Natural-language object grounding data ▸
=== Begin Enclosure ===

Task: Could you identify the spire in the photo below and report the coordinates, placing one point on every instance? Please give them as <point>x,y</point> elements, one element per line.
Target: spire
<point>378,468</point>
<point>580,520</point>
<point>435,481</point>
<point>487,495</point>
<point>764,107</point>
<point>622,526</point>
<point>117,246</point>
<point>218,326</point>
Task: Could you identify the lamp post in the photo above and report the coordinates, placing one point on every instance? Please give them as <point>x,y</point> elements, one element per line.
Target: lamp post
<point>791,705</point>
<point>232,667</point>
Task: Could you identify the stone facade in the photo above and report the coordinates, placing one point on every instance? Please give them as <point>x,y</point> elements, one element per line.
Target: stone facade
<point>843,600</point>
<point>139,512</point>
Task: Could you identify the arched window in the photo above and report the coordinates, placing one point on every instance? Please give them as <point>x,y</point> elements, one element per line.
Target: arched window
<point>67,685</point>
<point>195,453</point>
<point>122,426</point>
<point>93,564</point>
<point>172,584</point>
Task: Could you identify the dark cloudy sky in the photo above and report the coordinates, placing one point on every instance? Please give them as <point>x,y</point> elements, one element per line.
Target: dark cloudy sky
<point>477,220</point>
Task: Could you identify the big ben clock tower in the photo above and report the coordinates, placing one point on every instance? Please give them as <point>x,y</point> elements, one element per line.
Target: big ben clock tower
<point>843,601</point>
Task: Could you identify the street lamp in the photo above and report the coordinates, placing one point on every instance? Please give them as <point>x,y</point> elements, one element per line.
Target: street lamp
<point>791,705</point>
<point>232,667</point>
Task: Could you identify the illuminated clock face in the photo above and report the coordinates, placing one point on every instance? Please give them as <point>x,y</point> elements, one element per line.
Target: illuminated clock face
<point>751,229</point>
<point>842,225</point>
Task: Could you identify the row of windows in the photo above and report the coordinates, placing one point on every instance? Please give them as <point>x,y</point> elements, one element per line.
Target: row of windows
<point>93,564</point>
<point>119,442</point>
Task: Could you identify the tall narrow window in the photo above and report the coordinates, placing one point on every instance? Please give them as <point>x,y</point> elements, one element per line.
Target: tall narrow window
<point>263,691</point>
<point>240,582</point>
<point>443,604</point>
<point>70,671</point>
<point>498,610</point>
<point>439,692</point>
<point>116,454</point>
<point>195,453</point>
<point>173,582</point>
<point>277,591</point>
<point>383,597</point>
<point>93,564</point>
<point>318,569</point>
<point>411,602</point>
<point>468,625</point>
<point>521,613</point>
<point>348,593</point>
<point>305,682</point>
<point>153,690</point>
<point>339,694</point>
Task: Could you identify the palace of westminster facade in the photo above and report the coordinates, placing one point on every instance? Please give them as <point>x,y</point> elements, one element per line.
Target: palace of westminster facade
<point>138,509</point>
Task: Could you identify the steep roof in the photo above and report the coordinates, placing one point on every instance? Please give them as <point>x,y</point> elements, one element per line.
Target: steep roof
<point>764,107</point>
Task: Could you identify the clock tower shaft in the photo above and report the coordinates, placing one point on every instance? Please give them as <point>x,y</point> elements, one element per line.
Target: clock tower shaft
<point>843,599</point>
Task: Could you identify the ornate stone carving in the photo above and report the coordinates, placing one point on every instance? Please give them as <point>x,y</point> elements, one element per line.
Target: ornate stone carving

=== End Enclosure ===

TASK DIRECTIONS ▸ Every word of the data above should be given again, exactly as it stands.

SOLUTION TO THIS PROBLEM ▸
Task: Could you identify the spire in the photo below and report the coordinates, placing one point on every instance? Please give them as <point>x,y</point> elements, one element per line.
Target: spire
<point>378,468</point>
<point>580,520</point>
<point>435,481</point>
<point>487,495</point>
<point>764,107</point>
<point>622,526</point>
<point>117,246</point>
<point>218,326</point>
Task: Could you identify the lamp post in the photo above and report the coordinates, placing one point on every instance? Please give them as <point>x,y</point> elements, one element per line.
Target: lamp post
<point>791,705</point>
<point>232,667</point>
Task: Could you identify the stone facade in the photo above and report the coordinates, placing one point on every instance? Please give them as <point>x,y</point> elements, one element per line.
Target: stone facade
<point>843,600</point>
<point>139,512</point>
Task: Could you identify the arched window in the photo above and report the coordinates, placing one point on every instance? Please give them as <point>x,y</point> elements, one element per line.
Target: arched window
<point>67,685</point>
<point>195,453</point>
<point>122,426</point>
<point>93,564</point>
<point>172,584</point>
Task: Could you identify the dark cloudy sky in the photo above and report the coordinates, placing one point on every instance? Please give them as <point>x,y</point> elements, one element per line.
Target: dark cloudy sky
<point>477,220</point>
Task: Could you identify the big ben clock tower in the photo above and report the coordinates, placing one point on every instance? Please give them as <point>x,y</point> elements, one element per line.
Target: big ben clock tower
<point>843,601</point>
Task: Could you identify the street lamp in the photo above and report the coordinates, placing one point on every instance? Please give them as <point>x,y</point> elements, one element per line.
Target: street lamp
<point>791,705</point>
<point>232,667</point>
Task: Could you identify the illuminated clock face in the photo above and report the coordinates, placing one point on every instance? Please give them as <point>x,y</point> elements, one element per line.
Target: illuminated clock face
<point>751,229</point>
<point>842,225</point>
Task: Could you identify the row of windows in the photo above and report the coordinates, placing one point on every instance? Please give them as <point>x,y</point> elements, one element per line.
Target: row of windows
<point>93,564</point>
<point>119,442</point>
Task: Could you identify the tall narrow window in the photo above and report the coordinates, placing one point on every instance? Please give them as <point>x,y</point> elements, one element per line.
Target: tall narrow window
<point>263,691</point>
<point>240,582</point>
<point>443,604</point>
<point>70,671</point>
<point>498,610</point>
<point>439,692</point>
<point>116,454</point>
<point>195,453</point>
<point>173,582</point>
<point>277,591</point>
<point>383,597</point>
<point>93,564</point>
<point>318,569</point>
<point>411,602</point>
<point>468,625</point>
<point>521,613</point>
<point>348,593</point>
<point>305,682</point>
<point>153,690</point>
<point>339,694</point>
Task: Could you identify the palace of westminster facade in the photo above and report the coordinates, placing one point on every instance? Please give them as <point>x,y</point> elements, one element per line.
Target: palace of westminster facade
<point>138,509</point>
Task: Could you identify the steep roof in the photo above and report the coordinates, placing one point on every instance? Please give them as <point>x,y</point> elements, one element per line.
Target: steep roof
<point>764,107</point>
Task: Could you identify the clock tower shaft in the photo above and report the coordinates, placing one point on every instance? Please give them as <point>x,y</point> elements, one element per line.
Target: clock tower shaft
<point>843,599</point>
Task: Could you identify the ornate stone carving in the photo above and report the coordinates, placing one point on every instance? Please give them as <point>x,y</point> elements, one element per line.
Target: ornate stone carving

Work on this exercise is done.